REQUIRED TASK - Rewrite every line of the data below, keeping each point request, and add 11 to both numbers in every coordinate pair. Leave the pictures out of your answer.

Excerpts of location labeling data -
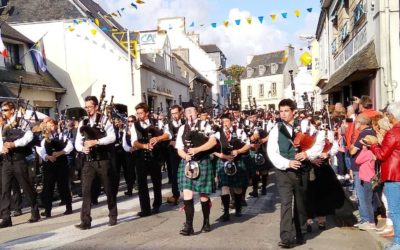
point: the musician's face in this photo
(286, 114)
(175, 114)
(7, 112)
(141, 115)
(90, 108)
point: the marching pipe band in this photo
(229, 152)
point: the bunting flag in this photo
(134, 5)
(39, 56)
(3, 50)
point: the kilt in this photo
(205, 183)
(239, 180)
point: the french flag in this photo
(3, 50)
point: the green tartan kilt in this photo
(239, 180)
(205, 182)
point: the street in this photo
(258, 228)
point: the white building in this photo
(266, 78)
(360, 41)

THE RESULT -
point: the musician's face in this photo
(297, 125)
(186, 125)
(18, 123)
(152, 126)
(101, 119)
point: the marching pipe band in this photo
(240, 163)
point: the bunting flag in this photo
(145, 16)
(50, 67)
(14, 61)
point: the kilt in this photo
(216, 194)
(250, 191)
point: the french flag in this photo
(14, 61)
point: the green tartan kilt in this photo
(250, 191)
(216, 193)
point: the street in this photo
(269, 239)
point: the white building in this photo
(277, 89)
(371, 52)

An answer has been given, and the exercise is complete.